Tekst źródłowy
Reklama

Biznes

Gdyby PiS wprowadził jeden podatek od sprzedaży, rozwiązałby wiele problemów

O programie gospodarczym PiS, który właśnie przejmuje w Polsce niepodzielne rządy z dr. Krzysztofem Kaszubą, ekonomistą z Rzeszowa rozmawia Alina Bosak.
Dodano: 28.10.2015
23171_21188_1669_KrzysztofKaszuba
Share
Udostępnij
PiS w swoim programie wiele miejsca poświęcił sprawom gospodarczym i poprawie sytuacji materialnej polskich rodzin. Najwięcej emocji budzi obietnica 500-złotowej zapomogi na drugie i kolejne dziecko, a w przypadku najbiedniejszych – także na pierwsze. To dobry pomysł? 
 
Ta propozycja jest do przyjęcia, ale dotyczyć musi osób i rodzin biedniejszych. Najprościej, aby otrzymywały ją rodziny, w których dochody obojga rodziców nie przekraczają średniej krajowej, czyli obecnie ok. 4 tys. zł brutto. To powinno być rozwiązanie tymczasowe, skierowane do biedniejszych, także do młodych rodzin, które borykają się ze spłatą kredytu mieszkaniowego. Na pewno wsparciem nie mogą być objęci wszyscy bez wyjątku. Oczywiście, istnieje niebezpieczeństwo szarej strefy, ukrywania dochodów, łatwiej byłoby tego uniknąć, gdyby te 500 zł było wliczane do ulgi podatkowej, ale wtedy nie skorzystaliby ze wsparcia ci, którzy osiągają bardzo niskie dochody lub nie pracują.

Wyodrębnione pozycje
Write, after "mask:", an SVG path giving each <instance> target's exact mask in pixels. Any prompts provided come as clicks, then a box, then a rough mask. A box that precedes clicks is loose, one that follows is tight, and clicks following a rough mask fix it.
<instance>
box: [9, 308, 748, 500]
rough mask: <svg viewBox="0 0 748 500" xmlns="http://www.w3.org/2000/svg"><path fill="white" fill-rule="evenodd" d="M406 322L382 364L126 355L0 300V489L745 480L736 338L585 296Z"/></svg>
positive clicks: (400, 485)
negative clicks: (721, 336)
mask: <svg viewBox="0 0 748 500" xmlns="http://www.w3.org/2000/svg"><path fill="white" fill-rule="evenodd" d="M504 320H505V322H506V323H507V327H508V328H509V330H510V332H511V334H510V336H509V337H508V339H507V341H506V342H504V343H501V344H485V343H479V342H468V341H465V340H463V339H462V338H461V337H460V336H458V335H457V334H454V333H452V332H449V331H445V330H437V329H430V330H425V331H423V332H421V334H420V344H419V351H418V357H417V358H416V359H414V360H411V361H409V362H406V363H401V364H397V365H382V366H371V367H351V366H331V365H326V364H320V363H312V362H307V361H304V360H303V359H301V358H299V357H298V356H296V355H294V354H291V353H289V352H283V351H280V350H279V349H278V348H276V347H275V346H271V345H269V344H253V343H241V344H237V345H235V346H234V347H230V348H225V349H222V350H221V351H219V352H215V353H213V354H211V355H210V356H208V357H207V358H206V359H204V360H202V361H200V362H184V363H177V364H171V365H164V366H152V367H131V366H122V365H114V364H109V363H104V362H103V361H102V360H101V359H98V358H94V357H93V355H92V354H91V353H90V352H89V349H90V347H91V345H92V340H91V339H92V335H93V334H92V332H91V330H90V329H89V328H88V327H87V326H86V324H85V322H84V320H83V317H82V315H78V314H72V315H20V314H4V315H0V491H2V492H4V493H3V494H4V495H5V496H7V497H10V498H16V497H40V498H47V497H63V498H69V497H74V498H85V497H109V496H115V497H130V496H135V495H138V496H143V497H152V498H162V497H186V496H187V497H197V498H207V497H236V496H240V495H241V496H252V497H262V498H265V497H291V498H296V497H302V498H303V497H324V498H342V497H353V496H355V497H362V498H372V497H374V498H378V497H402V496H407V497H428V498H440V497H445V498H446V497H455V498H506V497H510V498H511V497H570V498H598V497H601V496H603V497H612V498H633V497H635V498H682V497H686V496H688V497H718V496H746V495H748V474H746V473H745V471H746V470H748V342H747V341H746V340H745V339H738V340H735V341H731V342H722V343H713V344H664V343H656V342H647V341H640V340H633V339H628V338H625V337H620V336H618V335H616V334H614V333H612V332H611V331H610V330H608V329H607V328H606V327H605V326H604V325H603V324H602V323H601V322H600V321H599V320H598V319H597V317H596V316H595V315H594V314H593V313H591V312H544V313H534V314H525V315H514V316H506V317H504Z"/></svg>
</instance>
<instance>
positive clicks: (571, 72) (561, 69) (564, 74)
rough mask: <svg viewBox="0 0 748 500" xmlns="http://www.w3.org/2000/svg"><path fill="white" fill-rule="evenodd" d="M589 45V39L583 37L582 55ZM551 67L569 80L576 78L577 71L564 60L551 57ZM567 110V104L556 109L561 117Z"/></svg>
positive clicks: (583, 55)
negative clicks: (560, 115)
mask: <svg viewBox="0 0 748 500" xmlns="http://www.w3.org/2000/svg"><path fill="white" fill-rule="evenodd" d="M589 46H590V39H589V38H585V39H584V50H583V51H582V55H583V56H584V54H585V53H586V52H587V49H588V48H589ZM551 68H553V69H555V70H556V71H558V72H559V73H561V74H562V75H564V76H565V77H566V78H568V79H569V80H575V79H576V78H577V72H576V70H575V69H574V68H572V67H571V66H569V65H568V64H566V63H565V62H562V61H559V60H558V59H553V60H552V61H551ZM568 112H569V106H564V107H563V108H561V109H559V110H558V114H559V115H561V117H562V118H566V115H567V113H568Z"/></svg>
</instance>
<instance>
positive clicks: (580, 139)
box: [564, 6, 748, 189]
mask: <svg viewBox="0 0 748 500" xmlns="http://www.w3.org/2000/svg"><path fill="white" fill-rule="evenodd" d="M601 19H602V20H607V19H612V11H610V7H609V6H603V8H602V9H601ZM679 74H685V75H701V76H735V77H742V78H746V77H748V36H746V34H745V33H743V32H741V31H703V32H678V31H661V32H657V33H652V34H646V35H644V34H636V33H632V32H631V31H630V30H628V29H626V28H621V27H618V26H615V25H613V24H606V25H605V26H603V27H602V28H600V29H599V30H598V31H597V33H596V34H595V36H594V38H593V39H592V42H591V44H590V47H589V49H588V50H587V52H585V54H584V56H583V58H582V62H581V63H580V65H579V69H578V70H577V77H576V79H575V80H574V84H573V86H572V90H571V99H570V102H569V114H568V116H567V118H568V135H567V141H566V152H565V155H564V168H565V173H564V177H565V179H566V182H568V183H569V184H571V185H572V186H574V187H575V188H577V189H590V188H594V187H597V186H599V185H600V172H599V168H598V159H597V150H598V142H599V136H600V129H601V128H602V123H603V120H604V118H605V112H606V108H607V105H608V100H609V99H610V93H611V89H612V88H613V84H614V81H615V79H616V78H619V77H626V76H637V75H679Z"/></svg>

Lista zadań
[1] Odpowiedz na pytania dotyczące wywiadu o programie gospodarczym PiS.
(a) Jakiego dnia dodano ten wywiad?
(b) Z jakiego miasta pochodzi ekonomista Krzysztof Kaszuba?
(c) Jaki próg dochodów obojga rodziców proponuje rozmówca dla rodzin otrzymujących zapomogę?
[2] Dopisz dalszy ciąg wywiadu o programie gospodarczym PiS, zaczynając tuż po jego ostatnim zdaniu.

Odpowiedzi do zadań
[1]
(a) 28.10.2015.
(b) Z Rzeszowa.
(c) Dochody obojga rodziców nie powinny przekraczać średniej krajowej, czyli obecnie ok. 4 tys. zł brutto.

[2]
 
PiS chce także skrócić wiek emerytalny…
 
I słusznie. Poprzednie rozwiązanie było dobre. Przecież, kto chciał, mógł dłużej pracować, do 67, 70 lat. Warto byłoby natomiast rozwiązać problem zbyt wczesnego przechodzenia na emeryturę służb mundurowych. Strażacy, policjanci, wojskowi mogliby pozostawać przecież na służbie dłużej, tylko przeniesieni na stanowiska biurowe, gdzie korzystano by z ich wiedzy i doświadczenia. Dziś polska armia zatrudnia firmy ochroniarskie do pilnowania koszar, a sprawnych i wyszkolonych ludzi odsyła na emeryturę. Wcześniej na emeryturę na pewno powinni przechodzić górnicy, ale ci prawdziwi – pracujący pod ziemią, a nie osoby zza biurkiem.
 
Nowy rząd zapowiada wprowadzenie podatku obrotowego dla wielkopowierzchniowych sklepów i podatku bankowego. Dobre propozycje?
 
Patologie systemu podatkowego rozwiązałoby zlikwidowanie podatku od osób prawnych (CIT), ponieważ i tak mało kto go płaci, a wprowadzenie podatku od przychodów ze sprzedaży dla wszystkich podmiotów gospodarczych. Powinny go płacić i sklepy, i inne przedsiębiorstwa, i fundacje, spółdzielnie, rolnicy. W tej grupie powinny znaleźć się także banki, z nieco odmiennym sposobem przeliczania tego podatku. 
 
Wspomniał pan o rolnikach. Dla nich pewnie najważniejsze jest to, że PiS obiecuje zostawienie KRUS-u. Przecież od wielu lat mówi się, że nie powinno być odrębnego systemu ubezpieczeń dla rolników.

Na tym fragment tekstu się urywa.